As discussed below, the gain from our unrealized non-cash mark-to-market activities decreased $39.1 million for the three months ended June 30, 2011, as compared to the same period in 2010. Our realized prices before our hedging program increased from 2010 to 2011 primarily due to net higher market prices for our oil and natural gas production. The revenues that we generated from selling our products at realized market prices were offset by our hedging program and the mark-to-market losses discussed below.

Hedging and mark-to-market activities. As of June 30, 2011, all of our derivatives are accounted for as mark-to-market activities. For the three months ended June 30, 2011, the unrealized non-cash mark-to-market loss was approximately $43.7 million as compared to an unrealized non-cash $4.5 million loss for the same period in 2010. This 2011 non-cash loss represents approximately $43.2 million from the impact of our decision to reset our NYMEX fixed-for-floating price swaps to $5.75 per MMBtu for our natural gas production from January 2012 through 2014 and higher than expected future oil and natural gas prices on these derivative transactions that are being accounted for as mark-to-market activities, and by a $0.5 million increase for non-performance risk related to our counterparties.

Cash hedge settlements received for our natural gas commodity derivatives were approximately $51.2 million for the three months ended June 30, 2011. Cash hedge settlements received for our natural gas commodity derivatives were approximately $11.4 million for the three months ended June 30, 2010. This difference is primarily due to our decision to reset our NYMEX fixed-for-floating price swaps to $5.75 per MMBtu for our natural gas production from January 2012 through 2014. In conjunction with the transaction, we received a one-time cash payment from our swap counterparties totaling approximately $41.3 million. The remainder of the difference is due to higher market prices for natural gas and lower hedged volumes during 2011. We expect to begin receiving cash hedge settlements for our oil commodity derivatives in the third quarter 2011.

= INFORMATION PROVIDED =
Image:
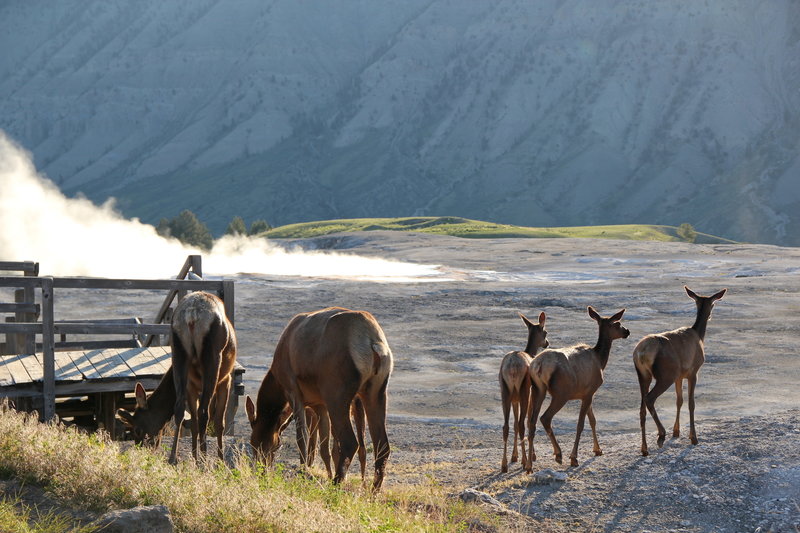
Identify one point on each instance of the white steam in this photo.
(74, 237)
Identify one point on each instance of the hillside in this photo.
(476, 229)
(547, 113)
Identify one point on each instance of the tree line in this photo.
(188, 229)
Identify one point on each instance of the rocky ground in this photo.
(449, 331)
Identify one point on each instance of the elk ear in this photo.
(141, 396)
(251, 409)
(289, 414)
(125, 417)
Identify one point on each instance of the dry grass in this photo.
(90, 472)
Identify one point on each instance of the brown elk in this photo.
(515, 387)
(203, 355)
(319, 431)
(671, 357)
(573, 373)
(151, 413)
(326, 358)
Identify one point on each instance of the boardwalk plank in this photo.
(6, 379)
(66, 369)
(109, 364)
(17, 370)
(163, 356)
(33, 366)
(83, 362)
(141, 362)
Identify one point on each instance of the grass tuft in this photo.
(476, 229)
(93, 473)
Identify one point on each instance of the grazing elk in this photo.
(573, 373)
(671, 357)
(326, 358)
(203, 355)
(515, 387)
(151, 413)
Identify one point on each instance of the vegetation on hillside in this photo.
(93, 473)
(462, 227)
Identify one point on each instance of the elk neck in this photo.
(700, 323)
(603, 348)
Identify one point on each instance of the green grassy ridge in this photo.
(476, 229)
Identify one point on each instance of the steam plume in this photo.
(74, 237)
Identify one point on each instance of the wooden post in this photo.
(48, 352)
(228, 299)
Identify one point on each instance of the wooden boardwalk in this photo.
(18, 372)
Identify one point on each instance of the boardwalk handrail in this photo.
(48, 327)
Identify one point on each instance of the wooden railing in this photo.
(48, 327)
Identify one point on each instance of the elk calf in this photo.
(671, 357)
(151, 414)
(515, 387)
(203, 355)
(573, 373)
(326, 358)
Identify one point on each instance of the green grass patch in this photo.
(89, 472)
(476, 229)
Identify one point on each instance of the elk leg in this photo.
(644, 385)
(692, 381)
(313, 430)
(585, 405)
(357, 410)
(537, 400)
(524, 407)
(220, 407)
(515, 409)
(676, 428)
(556, 403)
(657, 390)
(593, 423)
(505, 396)
(343, 433)
(180, 372)
(375, 405)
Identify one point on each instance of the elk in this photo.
(326, 358)
(151, 413)
(203, 355)
(515, 387)
(670, 357)
(319, 431)
(573, 373)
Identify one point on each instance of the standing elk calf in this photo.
(671, 357)
(515, 387)
(326, 358)
(203, 355)
(151, 413)
(573, 373)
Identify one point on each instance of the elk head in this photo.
(145, 423)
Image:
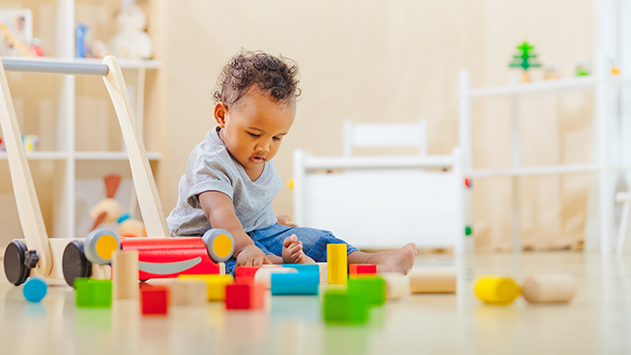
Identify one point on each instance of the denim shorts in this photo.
(314, 241)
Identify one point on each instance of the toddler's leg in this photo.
(400, 260)
(293, 252)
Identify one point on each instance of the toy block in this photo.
(497, 290)
(250, 295)
(215, 285)
(222, 268)
(361, 269)
(552, 288)
(303, 267)
(154, 300)
(433, 281)
(101, 272)
(336, 260)
(397, 285)
(246, 273)
(93, 293)
(125, 274)
(264, 274)
(188, 292)
(324, 275)
(35, 289)
(301, 283)
(339, 306)
(373, 287)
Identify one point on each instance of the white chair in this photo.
(382, 135)
(383, 201)
(625, 199)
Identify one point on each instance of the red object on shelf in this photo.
(245, 295)
(170, 257)
(154, 300)
(362, 269)
(246, 273)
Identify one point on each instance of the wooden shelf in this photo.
(112, 156)
(124, 63)
(583, 83)
(51, 155)
(41, 155)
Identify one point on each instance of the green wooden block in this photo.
(339, 306)
(101, 293)
(93, 293)
(82, 291)
(373, 287)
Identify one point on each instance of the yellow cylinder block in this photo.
(497, 290)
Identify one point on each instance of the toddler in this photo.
(230, 178)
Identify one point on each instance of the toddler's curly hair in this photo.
(276, 77)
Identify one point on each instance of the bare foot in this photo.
(292, 252)
(400, 260)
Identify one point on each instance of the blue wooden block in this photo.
(35, 289)
(305, 283)
(304, 267)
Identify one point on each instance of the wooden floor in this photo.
(597, 321)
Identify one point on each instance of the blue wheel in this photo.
(35, 289)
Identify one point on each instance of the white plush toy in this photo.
(131, 41)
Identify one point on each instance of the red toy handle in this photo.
(170, 257)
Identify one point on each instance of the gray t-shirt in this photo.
(211, 168)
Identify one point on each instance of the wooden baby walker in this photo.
(58, 259)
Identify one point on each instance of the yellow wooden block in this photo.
(497, 290)
(215, 285)
(337, 267)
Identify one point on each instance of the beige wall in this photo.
(369, 61)
(379, 61)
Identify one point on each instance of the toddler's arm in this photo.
(219, 210)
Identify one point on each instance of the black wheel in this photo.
(74, 262)
(14, 268)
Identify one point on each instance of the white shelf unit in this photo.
(611, 152)
(64, 216)
(603, 163)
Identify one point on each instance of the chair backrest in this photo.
(370, 135)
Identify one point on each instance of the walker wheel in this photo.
(100, 245)
(74, 262)
(219, 243)
(14, 268)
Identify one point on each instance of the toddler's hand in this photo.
(252, 256)
(285, 220)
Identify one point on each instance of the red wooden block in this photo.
(362, 269)
(246, 273)
(154, 300)
(245, 295)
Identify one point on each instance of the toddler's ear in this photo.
(220, 114)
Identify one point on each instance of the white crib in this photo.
(383, 201)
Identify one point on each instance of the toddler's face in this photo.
(253, 129)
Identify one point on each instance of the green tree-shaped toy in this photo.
(524, 60)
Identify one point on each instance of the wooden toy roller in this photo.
(552, 288)
(433, 281)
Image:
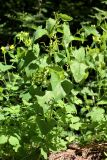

= WHAT TO DO =
• 1. List every dollar amount given in millions in the passage on hedging and mark-to-market results.
• 2. According to the hedging passage, what did the one-time cash payment from the swap counterparties total?
• 3. Go on with the passage on hedging and mark-to-market results, starting after its final sentence.

= PER-TASK OUTPUTS =
• 1.
$39.1 million
$43.7 million
$4.5 million
$43.2 million
$0.5 million
$51.2 million
$11.4 million
$41.3 million

• 2. Approximately $41.3 million.

• 3.
Field operating expenses. Our field operating expenses generally consist of lease operating expenses, labor, vehicle, supervision, transportation, minor maintenance, tools and supplies expenses, as well as production and ad valorem taxes.

For the three months ended June 30, 2011, lease operating expenses decreased $1.1 million, or 14.6%, to $6.6 million, compared to expenses of $7.7 million for the same period in 2010. This decrease in lease operating expenses is primarily related to $1.1 million in lower expenses in the Cherokee Basin where our operations team has worked to lower costs by reducing compression expenses and controlling variable maintenance expenses. By category, our lease operating expenses were lower in 2011 as compared to 2010 because of $0.8 million in lower gas compression, $0.2 million in lower road and lease maintenance, and $0.1 million in lower well servicing.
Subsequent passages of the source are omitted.